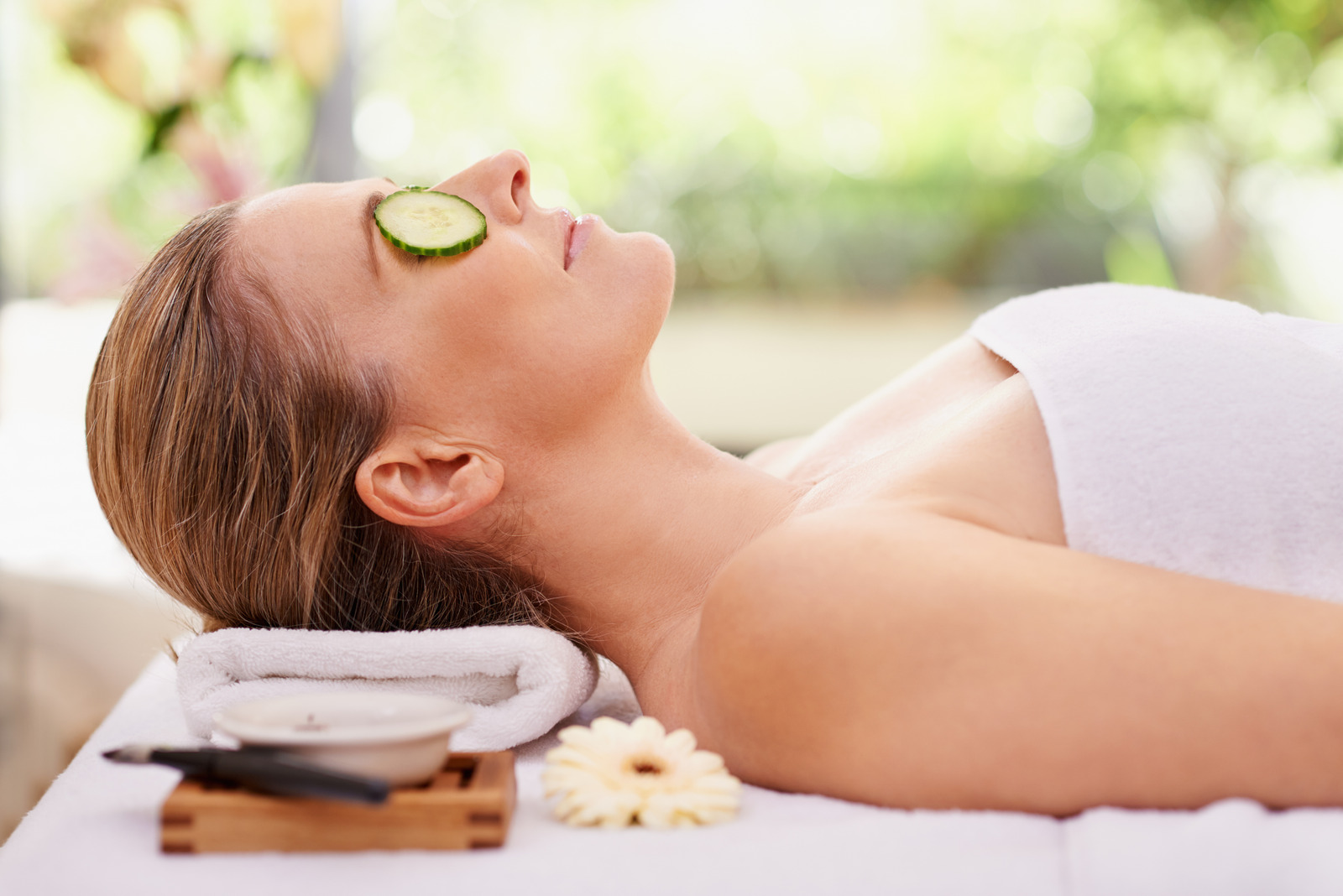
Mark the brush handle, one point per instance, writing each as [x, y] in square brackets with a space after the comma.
[272, 772]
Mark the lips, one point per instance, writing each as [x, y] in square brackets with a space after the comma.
[579, 233]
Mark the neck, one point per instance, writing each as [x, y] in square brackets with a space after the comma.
[630, 524]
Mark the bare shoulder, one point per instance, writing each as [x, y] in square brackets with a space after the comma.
[807, 629]
[891, 655]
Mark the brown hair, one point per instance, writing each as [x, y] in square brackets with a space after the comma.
[223, 440]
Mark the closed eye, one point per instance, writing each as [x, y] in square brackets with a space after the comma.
[406, 259]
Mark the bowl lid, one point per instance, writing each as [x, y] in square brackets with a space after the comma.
[342, 716]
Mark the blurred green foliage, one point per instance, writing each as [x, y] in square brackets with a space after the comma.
[864, 148]
[880, 147]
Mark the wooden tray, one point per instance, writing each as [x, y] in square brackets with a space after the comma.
[468, 805]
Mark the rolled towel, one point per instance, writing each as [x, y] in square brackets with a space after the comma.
[519, 679]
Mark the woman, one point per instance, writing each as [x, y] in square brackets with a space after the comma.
[295, 423]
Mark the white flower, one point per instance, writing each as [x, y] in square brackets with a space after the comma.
[614, 774]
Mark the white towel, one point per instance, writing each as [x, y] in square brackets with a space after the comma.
[519, 679]
[1188, 434]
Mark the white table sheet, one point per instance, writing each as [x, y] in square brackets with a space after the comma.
[96, 833]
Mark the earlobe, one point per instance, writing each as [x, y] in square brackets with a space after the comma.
[415, 479]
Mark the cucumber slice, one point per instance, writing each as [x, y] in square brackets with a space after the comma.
[425, 221]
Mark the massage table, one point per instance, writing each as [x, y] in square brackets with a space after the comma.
[96, 833]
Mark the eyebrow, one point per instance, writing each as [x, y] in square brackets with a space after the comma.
[373, 233]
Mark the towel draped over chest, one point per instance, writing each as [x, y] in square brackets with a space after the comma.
[1188, 434]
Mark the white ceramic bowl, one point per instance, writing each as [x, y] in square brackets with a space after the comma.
[402, 738]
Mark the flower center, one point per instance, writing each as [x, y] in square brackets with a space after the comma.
[645, 765]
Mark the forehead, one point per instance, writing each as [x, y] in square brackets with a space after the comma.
[311, 240]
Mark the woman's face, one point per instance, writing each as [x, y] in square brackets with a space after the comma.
[527, 333]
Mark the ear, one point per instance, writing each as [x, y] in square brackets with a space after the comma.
[418, 479]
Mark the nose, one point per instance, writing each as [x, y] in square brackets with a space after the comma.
[503, 181]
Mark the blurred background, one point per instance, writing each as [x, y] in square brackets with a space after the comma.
[845, 184]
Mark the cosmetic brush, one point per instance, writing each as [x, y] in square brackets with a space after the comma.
[261, 768]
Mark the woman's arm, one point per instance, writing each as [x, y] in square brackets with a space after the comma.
[901, 658]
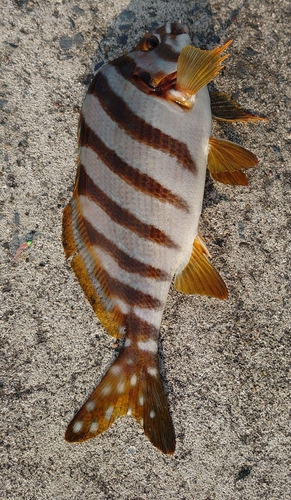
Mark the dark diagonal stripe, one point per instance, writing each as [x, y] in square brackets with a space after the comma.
[125, 261]
[137, 326]
[113, 287]
[135, 126]
[132, 176]
[118, 214]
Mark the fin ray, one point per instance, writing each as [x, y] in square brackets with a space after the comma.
[126, 389]
[108, 315]
[196, 67]
[225, 158]
[199, 277]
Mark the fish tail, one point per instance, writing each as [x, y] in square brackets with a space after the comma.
[130, 387]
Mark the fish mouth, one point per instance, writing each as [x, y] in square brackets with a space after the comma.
-------
• _What to work on_
Format every one of the items above as a JSON list of strings, one string per line, skipping blank lines. Leave the pictures out of the list.

• _Written response_
[
  "Mark the brush handle, one point per instance, writing each as [x, y] in square brackets with a space after the comma.",
  "[272, 772]",
  "Mark the lips, one point per instance, writing each as [x, y] in square brackets with a space after the comma.",
  "[579, 233]",
  "Mark the neck, one point per instance, writing each as [x, y] in square brackets with a space after the comma.",
  "[630, 524]",
  "Mark the bare shoulder, one point per instance, writing each as [x, y] in square brackets with a space after the comma.",
  "[807, 629]",
  "[891, 655]",
  "Mark the brown hair, one point per instance, writing each as [x, y] in square brackets with a space after the comma.",
  "[223, 440]",
  "Mark the closed eye, one point per instance, writing each as [x, y] in square brackets with a space after the comma.",
  "[406, 259]",
  "Mark the bowl lid, one point per instance, writing each as [x, y] in square brackets with a space after the comma.",
  "[342, 716]",
  "Mark the blurred green foliage, one point per instance, writing each as [x, y] in square brackets with a space after the comma.",
  "[864, 148]",
  "[880, 147]",
  "Mark the wooden tray, one point per instance, writing each as [x, y] in square brackets with a space after the comma.",
  "[468, 805]",
  "Mark the rolled towel, one point per instance, writing each as [x, y] in square brackets with a space after the comma.",
  "[519, 679]",
  "Mark the woman, one point per instance, writing each as [x, y] in square brackets with a space after the comma.",
  "[295, 423]",
  "Mark the white flower, one point per instance, writing each as [x, y] in square brackets with a space after the comma.",
  "[614, 774]",
  "Mark the white towel, one point per instance, writing each as [x, y] in square brackets with a space after the comma.",
  "[519, 679]",
  "[1188, 434]",
  "Mark the white table sheet, one point per instance, writing each as [x, y] in square brackets with a space after the comma.",
  "[96, 833]",
  "Mark the earlobe, one point per instance, writing each as [x, y] in square brackets with a space after the comma.",
  "[415, 479]",
  "Mark the cucumber slice, one point per instance, writing each as [x, y] in square brackets with a space after the comma.",
  "[425, 221]",
  "Mark the massage table, one point per instance, writing each as [x, y] in square brackets with a space after the comma.",
  "[96, 833]",
  "Mark the eyebrow, one point per instance, writing each as [x, y] in square brackets with a space after the comma.",
  "[373, 233]",
  "Mark the towel draped over chest, one point per instance, writing each as [x, y] in square brackets with a space after the comma.",
  "[1188, 434]",
  "Mark the white ceramic bowl, one point per instance, writing each as [x, y] in square brackets with a space after the comma.",
  "[402, 738]",
  "Mark the flower center, one point per instance, writing each as [x, y] in square brackets with a space after the comma.",
  "[645, 765]",
  "Mark the forehead, one point per instance, writing each as [x, y] in square brackets with a space after the comma.",
  "[311, 240]",
  "Mark the woman's face, one point per instance, writing each as [x, y] in square brackets with a space after the comma.",
  "[527, 333]",
  "Mark the ear, one point per instance, writing each as [x, y] in square brackets with a space after the comma.",
  "[418, 479]",
  "Mark the nose, one point per instance, writing each as [x, y] in square brackets with a space after the comma.",
  "[503, 181]",
  "Mark the blurred background, one point per instance, writing each as [x, y] in square brackets with a space after the comma.",
  "[845, 184]",
  "Mark the cosmetic brush, one point per instance, writing each as [x, y] in square brackets with a space after the comma.",
  "[261, 768]",
  "Mark the woman's arm, one point per instance, writing each as [x, y] in square brackets with a space after the comma.",
  "[901, 658]",
  "Mark the dark diagonal stripe, one point per instance, writing each as [x, y] in square brackets with a space after the comma.",
  "[125, 261]",
  "[137, 326]",
  "[113, 287]",
  "[135, 126]",
  "[132, 176]",
  "[118, 214]",
  "Mark the fin ray, one point per instance, writing each as [x, y] in square brackets with a space after the comma.",
  "[126, 389]",
  "[108, 315]",
  "[196, 67]",
  "[225, 158]",
  "[199, 277]",
  "Mark the fish tail, one point per instance, writing each as [x, y] in square brackets with a space after the comma.",
  "[130, 387]",
  "Mark the fish mouth, one point per instance, writing each as [x, y] in square brackets with a space after the comma."
]